== WHAT NEEDS TO BE DONE ==
Find "give the outline of every instance of the tree" in the material, then return exactly the line containing it and all lines after it to the end, leaving out pictures.

__________

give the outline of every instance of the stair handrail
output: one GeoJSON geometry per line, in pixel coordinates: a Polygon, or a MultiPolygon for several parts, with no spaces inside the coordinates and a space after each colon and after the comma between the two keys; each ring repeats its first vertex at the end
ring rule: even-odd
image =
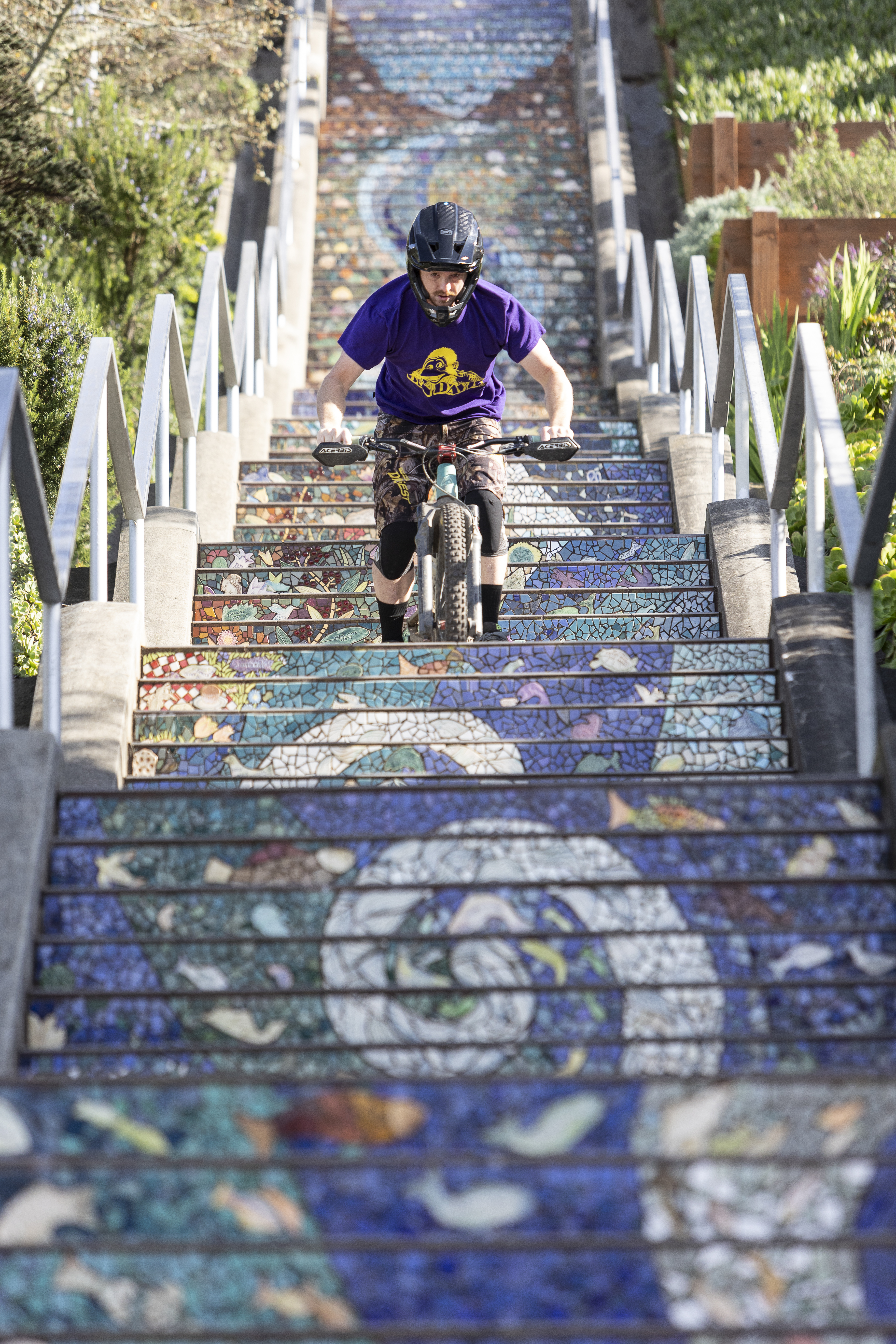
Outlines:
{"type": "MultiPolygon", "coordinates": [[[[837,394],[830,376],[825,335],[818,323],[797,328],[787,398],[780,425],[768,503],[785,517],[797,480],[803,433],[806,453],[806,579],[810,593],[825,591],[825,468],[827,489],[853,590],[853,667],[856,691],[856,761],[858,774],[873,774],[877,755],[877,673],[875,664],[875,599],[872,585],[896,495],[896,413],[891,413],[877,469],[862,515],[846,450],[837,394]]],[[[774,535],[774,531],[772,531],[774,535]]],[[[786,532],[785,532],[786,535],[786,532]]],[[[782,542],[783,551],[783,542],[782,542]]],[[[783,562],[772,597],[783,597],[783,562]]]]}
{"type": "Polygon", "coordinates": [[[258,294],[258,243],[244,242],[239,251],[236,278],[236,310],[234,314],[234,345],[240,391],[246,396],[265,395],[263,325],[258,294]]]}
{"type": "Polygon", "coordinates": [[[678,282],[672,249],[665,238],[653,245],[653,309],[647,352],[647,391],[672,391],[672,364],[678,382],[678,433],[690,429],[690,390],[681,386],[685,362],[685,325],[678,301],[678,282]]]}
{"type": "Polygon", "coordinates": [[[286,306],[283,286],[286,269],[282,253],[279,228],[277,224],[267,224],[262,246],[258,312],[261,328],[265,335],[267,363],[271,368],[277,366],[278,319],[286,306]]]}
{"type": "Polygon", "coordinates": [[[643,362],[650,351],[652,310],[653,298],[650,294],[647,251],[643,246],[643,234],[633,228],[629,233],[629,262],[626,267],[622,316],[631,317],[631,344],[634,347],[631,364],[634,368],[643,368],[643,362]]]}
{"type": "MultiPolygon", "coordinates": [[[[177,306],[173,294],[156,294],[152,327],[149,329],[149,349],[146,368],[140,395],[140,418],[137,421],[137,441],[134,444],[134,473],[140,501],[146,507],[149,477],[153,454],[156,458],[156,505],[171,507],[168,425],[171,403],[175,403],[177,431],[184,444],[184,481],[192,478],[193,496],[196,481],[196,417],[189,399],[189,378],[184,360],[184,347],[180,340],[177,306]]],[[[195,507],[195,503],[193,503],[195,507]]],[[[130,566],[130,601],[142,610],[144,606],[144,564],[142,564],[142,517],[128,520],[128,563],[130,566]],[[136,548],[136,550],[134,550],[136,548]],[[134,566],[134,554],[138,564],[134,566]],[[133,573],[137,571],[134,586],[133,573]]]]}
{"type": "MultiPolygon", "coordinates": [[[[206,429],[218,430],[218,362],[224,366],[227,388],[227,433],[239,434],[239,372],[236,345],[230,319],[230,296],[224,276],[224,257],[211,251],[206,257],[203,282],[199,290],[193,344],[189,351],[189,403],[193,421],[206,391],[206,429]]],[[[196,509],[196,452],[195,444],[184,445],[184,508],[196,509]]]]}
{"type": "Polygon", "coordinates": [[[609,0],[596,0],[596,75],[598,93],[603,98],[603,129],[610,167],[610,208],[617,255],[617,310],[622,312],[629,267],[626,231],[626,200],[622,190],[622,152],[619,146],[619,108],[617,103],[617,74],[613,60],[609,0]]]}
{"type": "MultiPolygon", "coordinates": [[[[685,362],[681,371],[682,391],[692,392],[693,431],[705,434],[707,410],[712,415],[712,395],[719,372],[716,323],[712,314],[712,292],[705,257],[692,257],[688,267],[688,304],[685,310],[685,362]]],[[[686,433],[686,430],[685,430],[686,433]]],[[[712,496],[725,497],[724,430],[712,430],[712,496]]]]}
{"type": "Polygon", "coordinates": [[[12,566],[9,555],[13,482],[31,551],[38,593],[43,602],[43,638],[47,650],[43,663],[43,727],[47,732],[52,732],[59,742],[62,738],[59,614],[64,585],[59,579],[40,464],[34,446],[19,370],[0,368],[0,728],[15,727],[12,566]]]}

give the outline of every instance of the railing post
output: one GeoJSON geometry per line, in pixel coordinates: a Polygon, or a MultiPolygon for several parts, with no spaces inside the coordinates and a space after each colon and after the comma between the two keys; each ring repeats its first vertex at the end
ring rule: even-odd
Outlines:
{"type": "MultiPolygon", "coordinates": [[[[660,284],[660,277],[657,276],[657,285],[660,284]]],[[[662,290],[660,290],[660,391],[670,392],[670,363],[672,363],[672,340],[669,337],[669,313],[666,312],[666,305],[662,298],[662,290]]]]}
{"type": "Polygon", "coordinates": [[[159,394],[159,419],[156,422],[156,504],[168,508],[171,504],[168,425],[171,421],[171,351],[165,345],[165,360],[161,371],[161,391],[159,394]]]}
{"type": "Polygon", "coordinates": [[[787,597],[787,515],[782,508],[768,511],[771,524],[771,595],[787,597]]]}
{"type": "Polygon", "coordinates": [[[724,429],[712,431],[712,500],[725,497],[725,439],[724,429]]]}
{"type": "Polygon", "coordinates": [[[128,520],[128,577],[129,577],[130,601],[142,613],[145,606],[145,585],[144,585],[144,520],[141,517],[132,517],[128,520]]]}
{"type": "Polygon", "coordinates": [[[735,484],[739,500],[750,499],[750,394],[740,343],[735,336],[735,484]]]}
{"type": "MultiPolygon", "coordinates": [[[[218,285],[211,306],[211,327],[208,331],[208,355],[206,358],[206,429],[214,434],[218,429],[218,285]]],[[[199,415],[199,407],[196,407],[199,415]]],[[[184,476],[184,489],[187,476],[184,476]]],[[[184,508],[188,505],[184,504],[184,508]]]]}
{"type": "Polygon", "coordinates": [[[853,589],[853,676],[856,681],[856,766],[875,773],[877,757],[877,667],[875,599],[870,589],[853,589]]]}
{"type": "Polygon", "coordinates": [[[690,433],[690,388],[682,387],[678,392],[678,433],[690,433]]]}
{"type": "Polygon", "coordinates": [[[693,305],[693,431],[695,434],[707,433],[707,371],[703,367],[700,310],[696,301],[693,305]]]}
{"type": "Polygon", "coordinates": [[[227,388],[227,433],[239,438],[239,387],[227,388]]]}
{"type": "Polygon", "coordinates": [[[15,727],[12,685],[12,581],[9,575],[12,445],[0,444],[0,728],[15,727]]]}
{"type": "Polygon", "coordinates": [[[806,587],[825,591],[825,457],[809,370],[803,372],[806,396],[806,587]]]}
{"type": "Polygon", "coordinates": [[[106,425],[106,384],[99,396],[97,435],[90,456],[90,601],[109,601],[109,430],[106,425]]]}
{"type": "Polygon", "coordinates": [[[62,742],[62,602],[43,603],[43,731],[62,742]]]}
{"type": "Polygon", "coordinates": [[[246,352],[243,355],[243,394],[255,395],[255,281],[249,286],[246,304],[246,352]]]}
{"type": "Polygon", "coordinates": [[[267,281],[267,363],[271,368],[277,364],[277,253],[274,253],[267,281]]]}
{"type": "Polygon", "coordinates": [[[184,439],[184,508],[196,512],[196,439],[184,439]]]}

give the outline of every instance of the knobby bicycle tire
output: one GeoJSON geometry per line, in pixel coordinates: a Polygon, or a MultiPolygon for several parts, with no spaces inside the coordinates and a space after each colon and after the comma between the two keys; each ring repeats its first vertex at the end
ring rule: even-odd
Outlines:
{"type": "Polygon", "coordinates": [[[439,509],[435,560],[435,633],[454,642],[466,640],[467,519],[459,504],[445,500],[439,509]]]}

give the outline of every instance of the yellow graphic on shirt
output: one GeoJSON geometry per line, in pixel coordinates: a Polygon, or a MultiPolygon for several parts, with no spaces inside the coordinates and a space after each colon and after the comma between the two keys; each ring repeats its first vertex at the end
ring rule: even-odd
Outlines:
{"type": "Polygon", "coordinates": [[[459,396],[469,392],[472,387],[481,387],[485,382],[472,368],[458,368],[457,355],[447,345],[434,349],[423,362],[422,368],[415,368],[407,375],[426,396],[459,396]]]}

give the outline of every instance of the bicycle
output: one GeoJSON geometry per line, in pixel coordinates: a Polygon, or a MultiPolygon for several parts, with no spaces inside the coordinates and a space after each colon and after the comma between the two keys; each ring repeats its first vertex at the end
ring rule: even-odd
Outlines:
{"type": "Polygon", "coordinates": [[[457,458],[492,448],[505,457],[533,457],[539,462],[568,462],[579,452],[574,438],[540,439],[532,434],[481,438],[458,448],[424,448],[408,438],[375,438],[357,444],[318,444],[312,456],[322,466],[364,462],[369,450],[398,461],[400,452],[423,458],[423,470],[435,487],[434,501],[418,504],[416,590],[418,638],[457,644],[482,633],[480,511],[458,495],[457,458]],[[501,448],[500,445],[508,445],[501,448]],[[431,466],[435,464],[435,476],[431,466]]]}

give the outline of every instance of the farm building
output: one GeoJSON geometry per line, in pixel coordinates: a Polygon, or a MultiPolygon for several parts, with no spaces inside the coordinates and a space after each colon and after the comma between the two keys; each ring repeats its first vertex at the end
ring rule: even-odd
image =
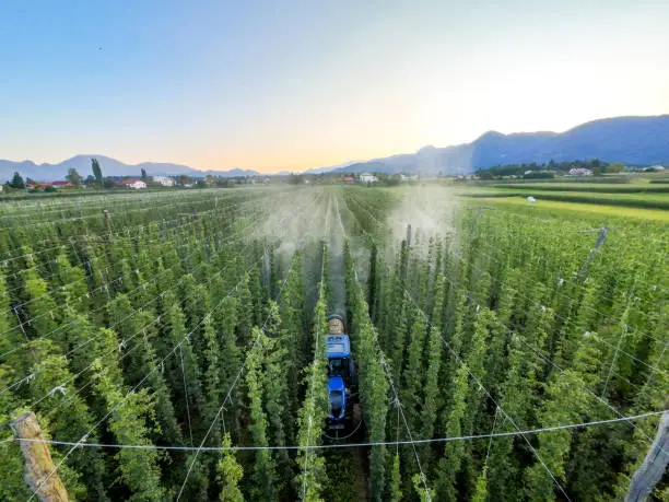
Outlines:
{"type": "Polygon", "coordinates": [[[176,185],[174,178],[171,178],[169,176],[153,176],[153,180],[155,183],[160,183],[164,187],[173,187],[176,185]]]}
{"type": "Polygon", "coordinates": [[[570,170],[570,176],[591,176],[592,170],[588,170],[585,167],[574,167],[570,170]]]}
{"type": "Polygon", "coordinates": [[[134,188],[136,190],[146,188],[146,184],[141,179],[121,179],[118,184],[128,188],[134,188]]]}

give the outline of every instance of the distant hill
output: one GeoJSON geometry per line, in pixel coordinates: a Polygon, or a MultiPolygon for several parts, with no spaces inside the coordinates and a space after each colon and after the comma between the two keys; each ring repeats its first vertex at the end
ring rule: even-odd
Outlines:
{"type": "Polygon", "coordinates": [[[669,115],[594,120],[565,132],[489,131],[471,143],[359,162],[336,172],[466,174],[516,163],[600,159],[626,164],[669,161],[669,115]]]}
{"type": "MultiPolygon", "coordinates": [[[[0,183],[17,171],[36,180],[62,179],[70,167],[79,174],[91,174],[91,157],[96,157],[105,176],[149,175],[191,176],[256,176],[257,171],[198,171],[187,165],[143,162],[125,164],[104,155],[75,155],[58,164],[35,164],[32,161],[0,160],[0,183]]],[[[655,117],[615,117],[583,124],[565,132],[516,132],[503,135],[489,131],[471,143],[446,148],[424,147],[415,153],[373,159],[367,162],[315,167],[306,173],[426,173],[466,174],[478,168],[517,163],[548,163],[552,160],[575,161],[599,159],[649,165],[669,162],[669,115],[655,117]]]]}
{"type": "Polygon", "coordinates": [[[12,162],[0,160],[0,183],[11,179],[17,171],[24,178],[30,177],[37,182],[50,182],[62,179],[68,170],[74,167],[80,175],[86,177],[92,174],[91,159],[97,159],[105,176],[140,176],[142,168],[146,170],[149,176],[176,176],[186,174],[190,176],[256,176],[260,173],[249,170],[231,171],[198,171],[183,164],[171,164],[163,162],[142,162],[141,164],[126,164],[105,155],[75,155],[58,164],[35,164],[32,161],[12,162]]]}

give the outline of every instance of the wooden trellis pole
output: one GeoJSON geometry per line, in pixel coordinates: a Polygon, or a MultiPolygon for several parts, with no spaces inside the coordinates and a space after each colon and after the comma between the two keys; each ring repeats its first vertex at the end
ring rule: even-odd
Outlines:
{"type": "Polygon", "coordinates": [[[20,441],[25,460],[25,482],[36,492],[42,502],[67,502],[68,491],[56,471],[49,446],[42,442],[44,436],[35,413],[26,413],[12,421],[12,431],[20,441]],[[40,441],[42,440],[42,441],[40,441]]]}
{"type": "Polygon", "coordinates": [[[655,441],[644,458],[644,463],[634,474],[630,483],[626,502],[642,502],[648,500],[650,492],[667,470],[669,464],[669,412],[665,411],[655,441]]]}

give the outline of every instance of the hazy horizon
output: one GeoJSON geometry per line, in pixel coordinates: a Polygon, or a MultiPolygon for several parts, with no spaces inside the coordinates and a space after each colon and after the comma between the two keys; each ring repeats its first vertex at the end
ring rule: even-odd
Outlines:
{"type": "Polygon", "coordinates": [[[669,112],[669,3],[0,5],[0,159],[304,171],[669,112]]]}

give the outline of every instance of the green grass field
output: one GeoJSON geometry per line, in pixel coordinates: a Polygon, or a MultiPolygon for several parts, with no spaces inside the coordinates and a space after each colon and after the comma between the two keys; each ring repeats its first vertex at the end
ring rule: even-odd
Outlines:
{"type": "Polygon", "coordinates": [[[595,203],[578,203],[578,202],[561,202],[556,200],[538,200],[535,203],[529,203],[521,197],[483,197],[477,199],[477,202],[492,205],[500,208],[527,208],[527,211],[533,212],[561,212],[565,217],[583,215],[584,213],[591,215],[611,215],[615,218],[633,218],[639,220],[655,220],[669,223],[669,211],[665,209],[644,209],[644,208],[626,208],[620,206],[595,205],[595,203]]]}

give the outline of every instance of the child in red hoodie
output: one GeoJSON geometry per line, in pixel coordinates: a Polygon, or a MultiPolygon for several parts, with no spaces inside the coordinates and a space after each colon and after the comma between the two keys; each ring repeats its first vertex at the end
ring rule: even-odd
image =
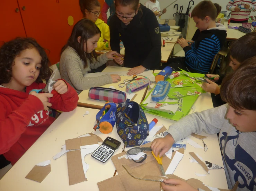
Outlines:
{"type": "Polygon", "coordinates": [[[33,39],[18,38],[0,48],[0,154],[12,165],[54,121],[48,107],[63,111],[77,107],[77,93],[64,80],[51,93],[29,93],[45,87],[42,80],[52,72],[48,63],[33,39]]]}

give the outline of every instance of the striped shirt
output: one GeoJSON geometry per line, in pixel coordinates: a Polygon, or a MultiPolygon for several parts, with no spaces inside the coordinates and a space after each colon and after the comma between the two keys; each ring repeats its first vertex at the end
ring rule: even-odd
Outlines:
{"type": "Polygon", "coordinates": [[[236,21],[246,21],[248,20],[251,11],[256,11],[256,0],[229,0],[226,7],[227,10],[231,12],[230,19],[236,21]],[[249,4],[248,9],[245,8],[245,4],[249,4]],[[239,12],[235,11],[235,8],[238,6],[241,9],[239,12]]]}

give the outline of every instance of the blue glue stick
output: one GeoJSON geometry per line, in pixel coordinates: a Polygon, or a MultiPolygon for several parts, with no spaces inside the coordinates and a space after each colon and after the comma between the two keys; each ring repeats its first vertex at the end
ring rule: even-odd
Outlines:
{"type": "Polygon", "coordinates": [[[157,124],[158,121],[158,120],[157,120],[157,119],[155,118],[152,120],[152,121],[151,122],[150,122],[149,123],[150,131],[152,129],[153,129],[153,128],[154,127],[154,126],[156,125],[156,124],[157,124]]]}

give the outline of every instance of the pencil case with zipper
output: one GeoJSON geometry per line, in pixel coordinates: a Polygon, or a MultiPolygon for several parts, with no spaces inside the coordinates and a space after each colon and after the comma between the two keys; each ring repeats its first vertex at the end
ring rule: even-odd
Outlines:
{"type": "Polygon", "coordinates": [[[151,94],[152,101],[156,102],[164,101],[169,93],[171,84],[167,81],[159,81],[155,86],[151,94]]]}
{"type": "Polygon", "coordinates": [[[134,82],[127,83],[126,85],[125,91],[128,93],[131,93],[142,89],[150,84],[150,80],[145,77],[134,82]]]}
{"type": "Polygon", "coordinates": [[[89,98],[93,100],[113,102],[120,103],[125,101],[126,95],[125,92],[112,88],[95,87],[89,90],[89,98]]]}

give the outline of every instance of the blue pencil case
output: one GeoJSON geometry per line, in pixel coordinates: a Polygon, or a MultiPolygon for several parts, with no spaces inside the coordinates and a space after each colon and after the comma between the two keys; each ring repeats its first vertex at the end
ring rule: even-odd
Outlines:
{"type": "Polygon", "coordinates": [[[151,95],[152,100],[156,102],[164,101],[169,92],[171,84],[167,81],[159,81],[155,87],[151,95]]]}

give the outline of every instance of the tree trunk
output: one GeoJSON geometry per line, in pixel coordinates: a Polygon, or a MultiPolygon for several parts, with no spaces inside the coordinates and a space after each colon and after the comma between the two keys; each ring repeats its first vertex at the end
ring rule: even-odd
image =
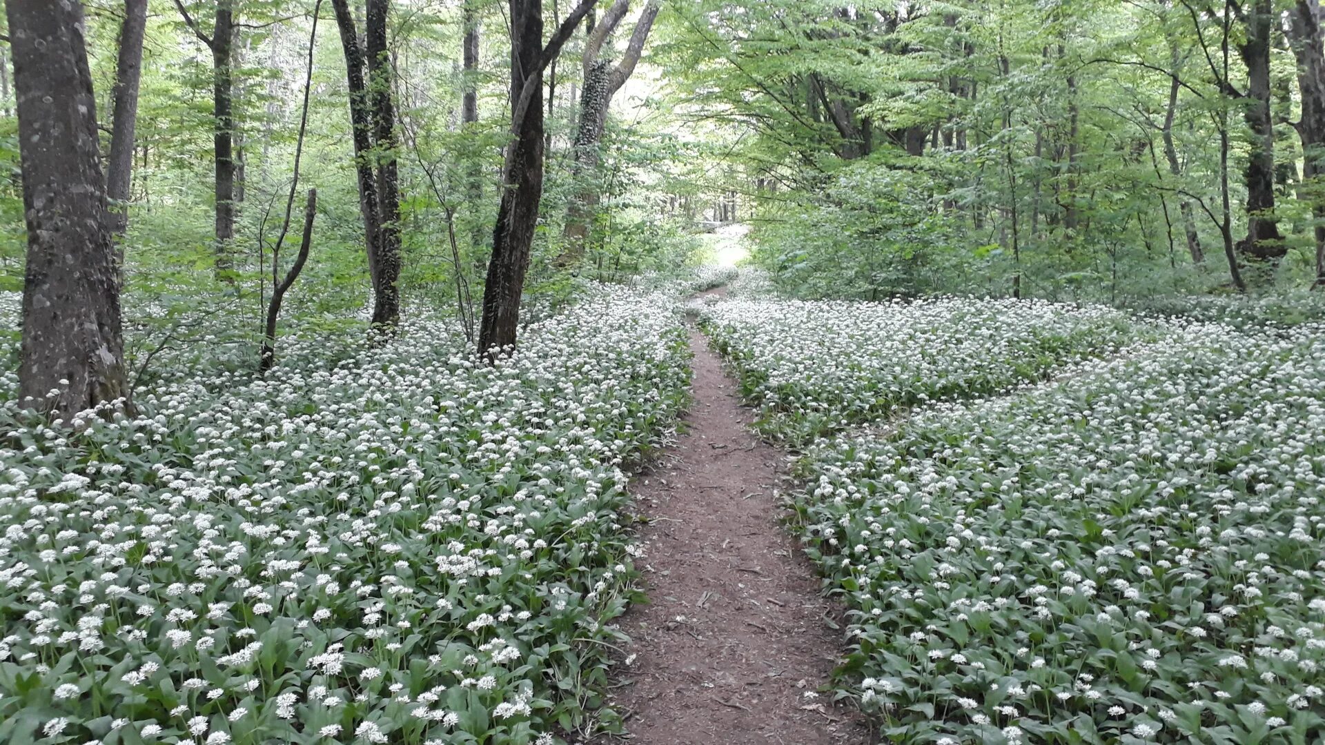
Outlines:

__________

== WRITTEN ANSWER ==
give the outline of every instance of the tree trunk
output: one GeoJSON geometry per line, in pixel coordinates: a Polygon, or a MultiPolygon for several parts, with no spaces inside the coordinates and a space after each colon and after the comma between the two keys; each ring repeats its first vertex at the end
ring rule: even-odd
image =
Outlines:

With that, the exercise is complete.